19. On 28 November 2014 the Kyiv Prosecutor ’ s Office terminated the criminal proceedings. The relevant resolution referred to the results of the above forensic medical examination and gave details of the testimonies of the applicant and those of Mr G., Mrs B. and “Gryfon” officers, questioned as witnesses. According to the “Gryfon” officers, they had had no means of restraint during the operation and had used no force on the applicant. They stated that the applicant ’ s injuries could have been self-inflicted when he resisted being escorted from the court. The resolution further referred to the provisions of the Criminal Code, according to which abuse of powers was criminally punishable only if the damage caused was in money terms at least 100 times greater than the citizen ’ s tax-exempt minimum income. It noted that the case file contained no evidence that the applicant had sustained such damage. The prosecutor finally concluded that no proof of abuse of powers by “Gryfon” officers was obtained during the investigation. It was noted that the resolution could be challenged within ten days of the date of its receipt. The resolution has not been appealed against by Mrs K. or the applicant.
2. Complaints lodged by Mrs B.
20. On unspecified dates Mrs B. lodged a number of complaints with different State authorities, including MPs, about the events of 8 May 2014.
21. On 26 June 2014 the Kyiv Main Police Department, having completed their internal inquiry in respect of some of Mrs B. ’ s complaints, found no misconduct by “Gryfon” officers. According to the internal inquiry report, on 8 May 2014 the police special unit arrived at the courtroom as Mrs B. and others attending the hearing were refusing to leave; they impeded the applicant ’ s being escorted out of the court premises. The officers identified themselves and demanded that the public cease offering resistance and leave the premises. As they did not comply, some of the “Gryfon” officers and the escorting officers formed a human chain and pushed the members of the public back, allowing other officers to take the applicant out of the courtroom. The applicant behaved inappropriately, uttering obscenities and hanging on to the metal bars of the cage. As a result, he injured his arm. According to the report, no force or special means of restraint was used.
D. Medical treatment in detention
22. On 8 March 2010 the applicant was admitted to the SIZO. On admission he underwent a medical examination, including an X-ray, and his medical file was studied. He was diagnosed with a number of chronic conditions, for which he received outpatient treatment. The applicant was also put on the list for regular medical check-ups.
23. According to the Government, during his stay in the SIZO the applicant presented himself to the medical unit on a number of occasions and was examined by the SIZO medical staff and, where necessary, by specialists from State health-care institutions.

==========

→ Task requirements
• 1. According to the case extract, on what date was the applicant admitted to the SIZO?
• 2. Condense the paragraph of the case extract beginning "21. On 26 June 2014" into a short list, keeping its main facts.
• 3. Quote the case extract from "23. According to" up to and including "State health-care institutions.".
The items come from a source other than the case extract.

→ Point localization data
==========

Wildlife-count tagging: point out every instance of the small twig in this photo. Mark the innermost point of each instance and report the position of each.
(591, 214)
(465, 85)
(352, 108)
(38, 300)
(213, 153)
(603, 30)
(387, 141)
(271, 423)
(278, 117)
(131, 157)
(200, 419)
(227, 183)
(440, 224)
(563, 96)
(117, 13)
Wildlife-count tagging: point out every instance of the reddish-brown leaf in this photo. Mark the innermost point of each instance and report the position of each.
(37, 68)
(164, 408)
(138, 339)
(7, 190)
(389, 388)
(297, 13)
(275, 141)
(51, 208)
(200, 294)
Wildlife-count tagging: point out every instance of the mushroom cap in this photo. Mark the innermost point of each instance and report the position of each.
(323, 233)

==========

→ Task-by-task answers
• 1. On 8 March 2010.

• 2.
- On 26 June 2014 the Kyiv Main Police Department completed an internal inquiry into some of Mrs B.'s complaints and found no misconduct by "Gryfon" officers.
- According to the report, on 8 May 2014 the police special unit arrived because Mrs B. and others at the hearing refused to leave and impeded the applicant's being escorted out.
- The officers identified themselves and demanded that the public stop resisting and leave. When they did not comply, some officers formed a human chain and pushed them back while others took the applicant out.
- The applicant uttered obscenities and hung on to the metal bars of the cage, injuring his arm as a result.
- The report states that no force or special means of restraint was used.

• 3.
23. According to the Government, during his stay in the SIZO the applicant presented himself to the medical unit on a number of occasions and was examined by the SIZO medical staff and, where necessary, by specialists from State health-care institutions.